[PAGE EXTRACT]
++++++
Implementing Data Integrity
- 0 Comments
In this blog post, we’ll look at a few of the issues involved in creating the physical model of the problem space: the database schema. Moving from one level to another is primarily a change in terminology—relations become tables and attributes become fields—except for issues of data integrity. These never map quite as cleanly as one wants.
Unknown and Nonexistent Values (Again)
I somewhat blithely declared that domains and attributes should be examined to determine whether they are permitted to be empty or unknown without considering how these constraints might be implemented. The implementation issue (and it is an issue) can’t be avoided once we turn to the database schema.
The soi-disant “missing information problem” has been acknowledged since the relational model was first proposed. How does one indicate that any given bit of information is either missing (the customer does have a surname, we just don’t know what it is) or nonexistent (the customer doesn’t have a middle name)? Most relational databases, including Microsoft Jet databases and SQL Server databases, have incorporated the null as a way of handling missing and nonexistent values.
To call the null a solution to the issue is probably excessive, as it has numerous problems. Some database experts reject nulls entirely. C. J. Date declares that they “wreck the model,”1 and I’ve lost track of how many times I’ve heard them declared “evil.” Any remarks about the complexity of handling nulls or rueful admissions to having been caught out by them will result in remarks along the lines of “Good. You shouldn’t be using them. They should hurt.”
++++++
[ENTRIES PROVIDED]

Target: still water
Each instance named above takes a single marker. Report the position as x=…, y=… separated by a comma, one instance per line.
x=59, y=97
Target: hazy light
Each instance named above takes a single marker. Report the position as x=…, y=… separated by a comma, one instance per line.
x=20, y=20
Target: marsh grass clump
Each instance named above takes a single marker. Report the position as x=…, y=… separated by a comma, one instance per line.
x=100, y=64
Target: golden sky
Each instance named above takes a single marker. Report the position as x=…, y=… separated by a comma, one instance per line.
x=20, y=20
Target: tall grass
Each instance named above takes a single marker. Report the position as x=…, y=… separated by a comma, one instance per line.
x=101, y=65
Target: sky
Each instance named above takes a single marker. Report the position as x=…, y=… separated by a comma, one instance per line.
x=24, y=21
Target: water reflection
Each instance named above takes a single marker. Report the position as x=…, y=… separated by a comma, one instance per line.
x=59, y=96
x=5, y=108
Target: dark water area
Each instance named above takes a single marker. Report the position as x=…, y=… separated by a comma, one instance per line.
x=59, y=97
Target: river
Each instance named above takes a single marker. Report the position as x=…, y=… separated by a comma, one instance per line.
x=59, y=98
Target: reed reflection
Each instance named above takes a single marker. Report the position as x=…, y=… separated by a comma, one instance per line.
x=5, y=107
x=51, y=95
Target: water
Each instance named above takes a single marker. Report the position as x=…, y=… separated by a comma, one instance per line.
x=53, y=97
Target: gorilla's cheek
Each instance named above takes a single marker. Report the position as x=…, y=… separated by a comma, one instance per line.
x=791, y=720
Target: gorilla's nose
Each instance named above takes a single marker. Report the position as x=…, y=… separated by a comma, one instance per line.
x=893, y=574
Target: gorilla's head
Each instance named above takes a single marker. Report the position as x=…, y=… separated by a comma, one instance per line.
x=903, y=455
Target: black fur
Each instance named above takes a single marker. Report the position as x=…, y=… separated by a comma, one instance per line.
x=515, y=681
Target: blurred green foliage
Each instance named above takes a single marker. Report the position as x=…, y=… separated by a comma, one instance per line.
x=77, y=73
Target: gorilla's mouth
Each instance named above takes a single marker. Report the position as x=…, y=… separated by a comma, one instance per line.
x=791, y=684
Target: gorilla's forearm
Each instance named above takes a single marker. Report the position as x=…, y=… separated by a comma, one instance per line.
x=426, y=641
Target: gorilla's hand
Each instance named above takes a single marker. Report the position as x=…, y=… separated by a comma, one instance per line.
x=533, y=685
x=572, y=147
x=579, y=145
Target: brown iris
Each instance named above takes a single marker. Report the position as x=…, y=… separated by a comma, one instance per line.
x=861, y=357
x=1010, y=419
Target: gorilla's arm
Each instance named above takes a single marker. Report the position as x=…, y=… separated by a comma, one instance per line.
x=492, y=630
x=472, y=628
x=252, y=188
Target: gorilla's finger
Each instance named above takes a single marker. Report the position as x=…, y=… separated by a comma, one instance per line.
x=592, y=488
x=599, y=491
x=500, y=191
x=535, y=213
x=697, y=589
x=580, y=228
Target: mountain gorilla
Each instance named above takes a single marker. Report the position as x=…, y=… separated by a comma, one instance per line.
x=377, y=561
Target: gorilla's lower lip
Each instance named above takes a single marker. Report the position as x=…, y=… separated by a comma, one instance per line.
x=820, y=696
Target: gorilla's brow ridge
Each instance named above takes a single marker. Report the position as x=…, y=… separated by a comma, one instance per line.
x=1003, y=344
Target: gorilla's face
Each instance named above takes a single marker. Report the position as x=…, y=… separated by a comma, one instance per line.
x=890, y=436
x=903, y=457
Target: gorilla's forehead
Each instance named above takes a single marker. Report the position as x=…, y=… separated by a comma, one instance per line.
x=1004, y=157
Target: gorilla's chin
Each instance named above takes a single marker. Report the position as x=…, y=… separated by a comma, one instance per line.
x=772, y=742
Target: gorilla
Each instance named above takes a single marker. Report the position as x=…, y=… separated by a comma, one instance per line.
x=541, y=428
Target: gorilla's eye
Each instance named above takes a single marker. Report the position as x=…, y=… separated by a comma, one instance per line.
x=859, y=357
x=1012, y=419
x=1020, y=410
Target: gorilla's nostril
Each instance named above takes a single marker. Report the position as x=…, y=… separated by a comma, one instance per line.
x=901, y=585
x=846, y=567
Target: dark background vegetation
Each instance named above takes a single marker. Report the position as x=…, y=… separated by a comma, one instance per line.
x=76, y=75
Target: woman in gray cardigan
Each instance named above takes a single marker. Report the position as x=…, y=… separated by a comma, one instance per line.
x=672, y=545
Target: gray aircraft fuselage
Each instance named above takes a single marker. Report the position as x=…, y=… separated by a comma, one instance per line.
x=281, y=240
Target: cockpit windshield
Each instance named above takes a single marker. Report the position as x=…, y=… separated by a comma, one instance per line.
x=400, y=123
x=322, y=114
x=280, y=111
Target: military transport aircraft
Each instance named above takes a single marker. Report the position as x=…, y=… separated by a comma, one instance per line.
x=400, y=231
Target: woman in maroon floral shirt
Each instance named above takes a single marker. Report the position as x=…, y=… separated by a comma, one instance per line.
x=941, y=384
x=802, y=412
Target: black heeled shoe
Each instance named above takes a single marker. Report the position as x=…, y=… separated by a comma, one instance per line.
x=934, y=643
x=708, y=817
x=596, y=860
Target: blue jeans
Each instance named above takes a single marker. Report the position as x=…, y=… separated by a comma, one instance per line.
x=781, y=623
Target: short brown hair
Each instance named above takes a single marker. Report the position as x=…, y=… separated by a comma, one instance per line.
++++++
[WHAT IS BEING ASKED] Condense the paragraph of the data integrity text that begins "The soi-disant 'missing information problem'" into a bulleted list that keeps its main facts.

[EXERCISE SOLUTION]
- The "missing information problem" has been recognized since the relational model was first proposed.
- The problem is how to show that a piece of information is either missing (it exists but is unknown, such as a customer's surname) or nonexistent (such as a middle name the customer doesn't have).
- Most relational databases, including Microsoft Jet and SQL Server databases, use the null to handle both missing and nonexistent values.